◆ INSTRUCTIONS TO FOLLOW: Retype every line of the listing below without changing a single character.

◇ ◇ ◇ ◇ ◇

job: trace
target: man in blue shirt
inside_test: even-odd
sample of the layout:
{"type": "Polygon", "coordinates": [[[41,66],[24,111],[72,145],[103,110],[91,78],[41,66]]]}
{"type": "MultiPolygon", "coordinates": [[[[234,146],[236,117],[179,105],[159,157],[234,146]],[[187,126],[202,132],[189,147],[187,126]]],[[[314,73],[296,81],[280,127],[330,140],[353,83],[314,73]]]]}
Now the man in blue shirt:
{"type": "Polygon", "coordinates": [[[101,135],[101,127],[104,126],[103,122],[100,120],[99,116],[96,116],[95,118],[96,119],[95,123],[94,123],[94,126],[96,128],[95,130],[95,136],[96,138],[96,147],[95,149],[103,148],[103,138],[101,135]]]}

◇ ◇ ◇ ◇ ◇

◆ WORKED ANSWER:
job: trace
target: man in blue shirt
inside_test: even-odd
sample of the layout:
{"type": "Polygon", "coordinates": [[[41,66],[24,111],[72,145],[103,110],[91,78],[41,66]]]}
{"type": "MultiPolygon", "coordinates": [[[[234,146],[236,117],[179,105],[159,157],[234,146]],[[187,126],[202,132],[189,147],[187,126]]],[[[314,73],[296,81],[280,127],[330,140],[353,83],[314,73]]]]}
Now the man in blue shirt:
{"type": "Polygon", "coordinates": [[[101,135],[101,127],[104,126],[103,122],[100,120],[99,116],[96,116],[95,118],[96,119],[95,123],[94,123],[94,126],[96,128],[95,130],[95,136],[96,138],[96,147],[95,149],[103,148],[103,138],[101,135]]]}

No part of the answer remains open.